• **FRAGEN UND AUFGABEN**
A) Wie viele Töchter hatte Hans Staub laut dem Textauszug über Verena Meyer?
B) Setze den Textauszug über Verena Meyer im Anschluss an seinen letzten Satz fort.

• **TEXTAUSZUG**
§ §

Zum medizinischen Grundstudium gehörten auch Physikkurse, die nicht beliebt waren, weil sie als schwierig galten. Doch für die Studentin Verena waren diese Kurse die Initialzündung – wegen Hans Staub. «Er war voller Leidenschaft für sein Fach», erinnert sie sich. Meyer liess sich anstecken und kehrte der Medizin den Rücken.
Von da an ergab sich ihre berufliche Laufbahn wie von selbst. Staub war ein begnadeter Motivator, ein guter Chef und er verstand es, eine Crew zu bilden, in der alle am gleichen Strick zogen. Was Geschlechterfragen anbelangte, war er seiner Zeit voraus. Er machte keinerlei Unterschied zwischen Männern und Frauen. Er selbst hatte drei Töchter, die alle studierten. Eine davon doktorierte später bei Verena Meyer, als diese selbst Professorin geworden war.
Als sich abzeichnete, dass Verena Meyer eine akademische Karriere machen würde, war Staub einfühlsam genug, sie darauf anzusprechen, ob es ihr etwas ausmache, einzige Frau in einer männlich dominierten Disziplin zu sein. Verena Meyer machte es nichts aus. Sie zerbrach sich nie den Kopf über die Geschlechterfrage – damals und auch heute nicht. «Ich hatte in keiner Phase meines Lebens Anlass, mich als Frau benachteiligt zu fühlen. Eher profitierte ich von einem gewissen Frauenbonus.»

§ §

Datensatzeinträge
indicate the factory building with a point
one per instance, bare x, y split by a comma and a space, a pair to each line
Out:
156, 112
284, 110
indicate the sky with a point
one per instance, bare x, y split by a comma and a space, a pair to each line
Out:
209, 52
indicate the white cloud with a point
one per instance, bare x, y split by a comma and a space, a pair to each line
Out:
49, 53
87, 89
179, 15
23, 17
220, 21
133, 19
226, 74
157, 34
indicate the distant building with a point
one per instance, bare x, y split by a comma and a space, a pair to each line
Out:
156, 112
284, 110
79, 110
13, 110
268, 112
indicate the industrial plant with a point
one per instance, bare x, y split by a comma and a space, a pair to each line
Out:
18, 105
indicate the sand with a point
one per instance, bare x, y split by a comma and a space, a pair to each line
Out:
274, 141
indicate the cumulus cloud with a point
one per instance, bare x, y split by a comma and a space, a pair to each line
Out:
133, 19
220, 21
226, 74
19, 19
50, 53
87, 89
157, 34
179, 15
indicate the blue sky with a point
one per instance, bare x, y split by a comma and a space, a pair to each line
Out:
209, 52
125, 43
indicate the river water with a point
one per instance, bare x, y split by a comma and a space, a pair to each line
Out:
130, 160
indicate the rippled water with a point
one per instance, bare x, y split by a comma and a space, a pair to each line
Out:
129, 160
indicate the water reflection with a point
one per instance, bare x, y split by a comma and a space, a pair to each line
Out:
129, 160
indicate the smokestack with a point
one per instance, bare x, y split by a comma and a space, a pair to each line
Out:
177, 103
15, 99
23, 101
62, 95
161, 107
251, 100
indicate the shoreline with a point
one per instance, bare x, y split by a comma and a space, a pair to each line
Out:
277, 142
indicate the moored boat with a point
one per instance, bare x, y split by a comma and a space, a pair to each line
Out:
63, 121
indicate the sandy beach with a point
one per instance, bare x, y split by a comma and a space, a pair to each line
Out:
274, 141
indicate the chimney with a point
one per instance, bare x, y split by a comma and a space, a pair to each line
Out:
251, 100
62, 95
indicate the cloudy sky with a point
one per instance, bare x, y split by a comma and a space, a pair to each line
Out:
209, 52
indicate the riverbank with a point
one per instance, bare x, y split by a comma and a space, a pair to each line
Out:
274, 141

§ §

• **ERGEBNISSE PRO AUFGABE**
A) Hans Staub hatte drei Töchter.

B)
Hatte sie weibliche Vorbilder? Etwa die Nobelpreisträgerin Marie Curie? Oder die Kernphysikerin Lise Meitner? «Nein. Ich strebte nie einem Ideal nach und machte keine Pläne. Ich nahm das Leben, wie es kam.»
Einen kleinen Ausgleich neben dem Studium bildeten das Cello und die wöchentlichen Proben des Akademischen Orchesters. Ansonsten ging Verena Meyer ganz in ihrem Studium auf und das Physiklabor bildete ihren Lebensmittelpunkt.
Als frischgebackene Doktorin der Physik ging sie für zwei Jahre in die USA, wo sie auch den Bau eines Teilchenbeschleunigers zu überwachen hatte, den die Universität Zürich in Auftrag gegeben hatte. Zurück in Zürich wurde sie 1963 ausserordentliche Professorin und fünf Jahre später zur ordentlichen Professorin für Experimentalphysik befördert.
Ihr ganzes Forscherinnenleben kreiste um Teilchenbeschleuniger. Diese Geräte sind schwierig zu konstruieren und ebenso schwierig zu finanzieren. Nachdem sie sich schon in ihrer Diplomarbeit mit dem Bau eines kleineren Beschleunigers beschäftigt und den Bau eines grösseren Modells in Amerika begleitet hatte, planten die Universitäten Basel und Zürich einen neuen, noch grösseren Beschleuniger in der Schweiz zu bauen. Doch auch das neu gegründete Schweizerische Institut für Nuklearforschung, (heute Paul-Scherrer-Institut in Villigen), wollte einen Beschleuniger. Geld und Bedarf für zwei solche Geräte gab es nicht.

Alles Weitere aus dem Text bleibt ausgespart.